Write out the material exactly, leaving every picture behind.
=== Records for the task ===
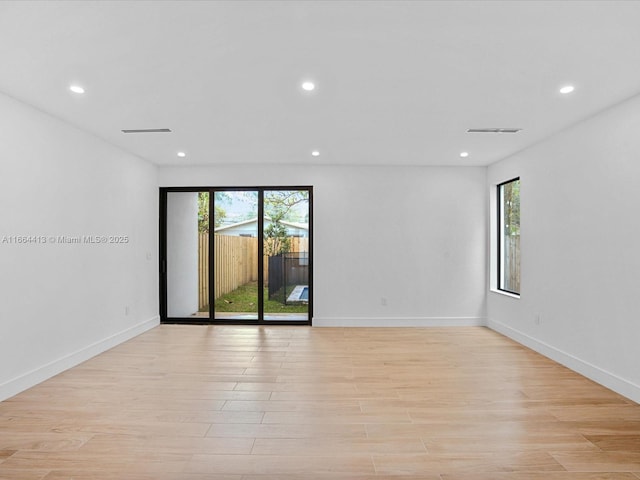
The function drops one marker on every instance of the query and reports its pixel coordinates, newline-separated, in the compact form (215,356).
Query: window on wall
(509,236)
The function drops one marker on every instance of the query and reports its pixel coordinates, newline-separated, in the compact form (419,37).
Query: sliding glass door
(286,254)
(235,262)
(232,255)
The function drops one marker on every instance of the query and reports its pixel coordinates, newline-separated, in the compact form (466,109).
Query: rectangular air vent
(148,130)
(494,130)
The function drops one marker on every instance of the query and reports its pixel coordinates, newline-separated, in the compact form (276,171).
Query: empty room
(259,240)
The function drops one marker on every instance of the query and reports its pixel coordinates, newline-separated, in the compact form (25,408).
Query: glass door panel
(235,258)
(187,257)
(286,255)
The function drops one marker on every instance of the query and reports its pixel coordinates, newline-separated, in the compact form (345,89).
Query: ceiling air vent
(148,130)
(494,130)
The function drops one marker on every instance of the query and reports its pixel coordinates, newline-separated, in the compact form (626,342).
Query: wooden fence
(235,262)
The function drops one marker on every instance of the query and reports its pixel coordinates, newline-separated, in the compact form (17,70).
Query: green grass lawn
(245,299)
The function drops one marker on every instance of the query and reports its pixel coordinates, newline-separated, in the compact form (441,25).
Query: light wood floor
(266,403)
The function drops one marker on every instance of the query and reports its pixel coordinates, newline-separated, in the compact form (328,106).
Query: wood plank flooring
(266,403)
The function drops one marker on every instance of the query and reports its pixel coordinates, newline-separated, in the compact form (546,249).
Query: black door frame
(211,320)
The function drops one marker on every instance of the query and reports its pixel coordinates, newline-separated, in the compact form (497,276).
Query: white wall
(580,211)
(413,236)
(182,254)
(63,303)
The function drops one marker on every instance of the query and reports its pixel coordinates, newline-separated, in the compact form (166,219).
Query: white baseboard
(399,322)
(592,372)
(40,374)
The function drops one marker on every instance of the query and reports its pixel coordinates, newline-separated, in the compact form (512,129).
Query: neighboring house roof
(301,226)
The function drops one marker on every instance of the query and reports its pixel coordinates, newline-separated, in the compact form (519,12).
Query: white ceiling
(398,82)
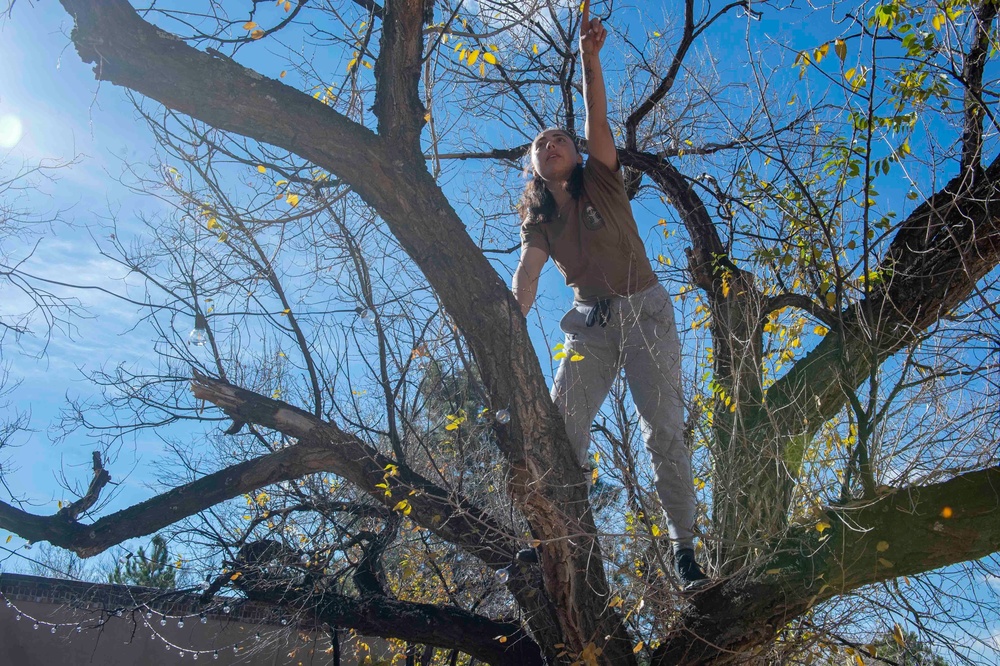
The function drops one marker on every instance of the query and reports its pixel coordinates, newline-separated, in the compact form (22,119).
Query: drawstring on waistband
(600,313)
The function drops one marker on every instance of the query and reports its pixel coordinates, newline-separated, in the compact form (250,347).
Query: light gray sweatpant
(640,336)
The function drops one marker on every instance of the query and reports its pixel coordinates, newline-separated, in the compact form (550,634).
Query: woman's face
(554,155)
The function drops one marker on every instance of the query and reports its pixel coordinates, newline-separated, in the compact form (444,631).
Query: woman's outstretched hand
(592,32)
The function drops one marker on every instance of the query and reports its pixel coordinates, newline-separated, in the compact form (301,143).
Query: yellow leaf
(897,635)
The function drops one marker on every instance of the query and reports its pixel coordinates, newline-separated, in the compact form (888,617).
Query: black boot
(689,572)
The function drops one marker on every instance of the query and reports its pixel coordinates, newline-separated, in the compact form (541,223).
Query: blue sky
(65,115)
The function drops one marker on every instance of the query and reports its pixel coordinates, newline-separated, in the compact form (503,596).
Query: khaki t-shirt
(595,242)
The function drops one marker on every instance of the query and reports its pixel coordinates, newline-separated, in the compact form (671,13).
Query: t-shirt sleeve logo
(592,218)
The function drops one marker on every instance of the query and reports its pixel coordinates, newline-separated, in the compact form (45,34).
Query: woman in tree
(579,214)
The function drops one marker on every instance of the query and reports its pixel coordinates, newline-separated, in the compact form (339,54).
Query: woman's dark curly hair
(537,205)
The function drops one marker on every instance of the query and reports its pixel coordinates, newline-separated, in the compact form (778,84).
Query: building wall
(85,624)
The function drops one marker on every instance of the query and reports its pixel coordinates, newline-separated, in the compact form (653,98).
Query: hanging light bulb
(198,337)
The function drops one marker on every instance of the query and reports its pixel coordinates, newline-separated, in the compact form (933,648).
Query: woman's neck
===
**Response:**
The function drops one marker on every instance of the query and reports its pixel coordinates, newline-separated, in the compact form (215,356).
Query: window on wall
(509,236)
The function drops one marker on every instance of the query and reports its pixel coordinates, newline-separated, in the compact form (419,37).
Query: sliding glass door
(286,254)
(235,262)
(232,255)
The function drops one marker on every instance of the query and reports its pixel coordinates, newline-separated, in the compact form (466,109).
Query: rectangular air vent
(148,130)
(494,130)
The function drops one marker on every instance of the query and reports its pixel coordinates, newline-separated, in the compact form (276,171).
Query: empty room
(259,240)
The function drops one marker on every instance of the query and reports its pixel coordinates, newline-separated, in the compact form (25,408).
Query: glass door panel
(235,258)
(187,257)
(286,255)
The function drops one marker on every instance of the query and reports its pixel coordinates, newline-separated, in the compact form (345,89).
Query: ceiling air vent
(148,130)
(494,130)
The function drops one marker on every instance of the query and reports its pixel coordinates, newline-separated, in the compact form (626,342).
Query: wooden fence
(235,262)
The function drops one marker on every instance of the query and reports its pixel coordinates, newline-separated, in the compact form (17,70).
Query: green grass lawn
(245,299)
The function drops one marker on every instance of the query and reports its pixel coordinates, newline-separated, in the compact form (441,25).
Query: light wood floor
(266,403)
The function drops one marker on every instance of the query and reports its pixel coordinates, newline-separated, in the compact form (328,106).
Query: wood plank flooring
(266,403)
The function drops one marker on every instance of the query and reports its pixel coordinates, newline-separated, in the compact form (546,249).
Query: black door frame
(211,320)
The function drops one marker on every instance of the query and reports its pixel coordinates, newline-separated, in the compact form (497,276).
Query: white wall
(580,211)
(413,236)
(182,254)
(63,303)
The function drops one marker on every instance of the query and reports its pixel coordinates, newline-separated, in the compact form (166,219).
Query: white baseboard
(399,322)
(592,372)
(40,374)
The function drops one marker on every instance of the query and reports its pixel coordinates, newline-separated, in the compact form (512,129).
Query: neighboring house roof
(301,226)
The function drops one marker on every instance of the query and reports its pixel coordinates, newline-separated, in the compact form (519,12).
Query: white ceiling
(398,82)
The function drops one marker on every instance of the query and reports its pixel coordinates, newline-separated, in the compact form (22,119).
Query: drawstring on waistband
(600,313)
The function drops one marker on every instance of the query and reports its pixel coordinates, newline-separated, in the compact form (250,347).
Query: light gray sweatpant
(640,336)
The function drops one marker on every instance of the query and reports its pixel coordinates, newline-separated, in the compact form (550,634).
Query: woman's face
(554,155)
The function drops one marker on every instance of the query and reports its pixel coordinates, newline-separated, in the compact form (444,631).
Query: woman's outstretched hand
(592,32)
The function drops one marker on every instance of the query and reports its pixel coordinates, newline-separated, in the compact form (301,143).
Query: yellow leaf
(897,635)
The function drops one marker on every instance of the query and reports its pixel coordinates, newline-separated, in the compact form (888,617).
Query: black boot
(689,572)
The function drops one marker on every instance of the query and reports its pixel coordinates, newline-separated, in the compact form (541,223).
Query: blue sky
(65,115)
The function drops one marker on every instance of the query and reports its pixel coordinates, newline-separated, in the compact form (503,596).
Query: khaki t-shirt
(595,242)
The function drops one marker on every instance of the query and reports its pixel coordinates, newline-separated, in the compact form (671,13).
Query: t-shirt sleeve logo
(592,218)
The function drops one marker on every instance of the query and reports its pixel coordinates, newline-separated, in the compact form (45,34).
Query: woman in tree
(579,214)
The function drops one marker on every instance of the query and reports its pixel coordinates, newline-separated, in the compact form (339,54).
Query: woman's dark curly hair
(537,205)
The function drops one marker on every instance of the query and reports its pixel coordinates, newline-separated, in the compact form (778,84).
Query: building wall
(85,624)
The function drops one marker on every instance of the query and reports its pixel coordinates, newline-separated, in the compact form (653,98).
Query: hanging light bulb
(198,337)
The function drops one marker on every instance of the query and reports its pixel coordinates, newline-separated, in the compact form (933,648).
Query: woman's neck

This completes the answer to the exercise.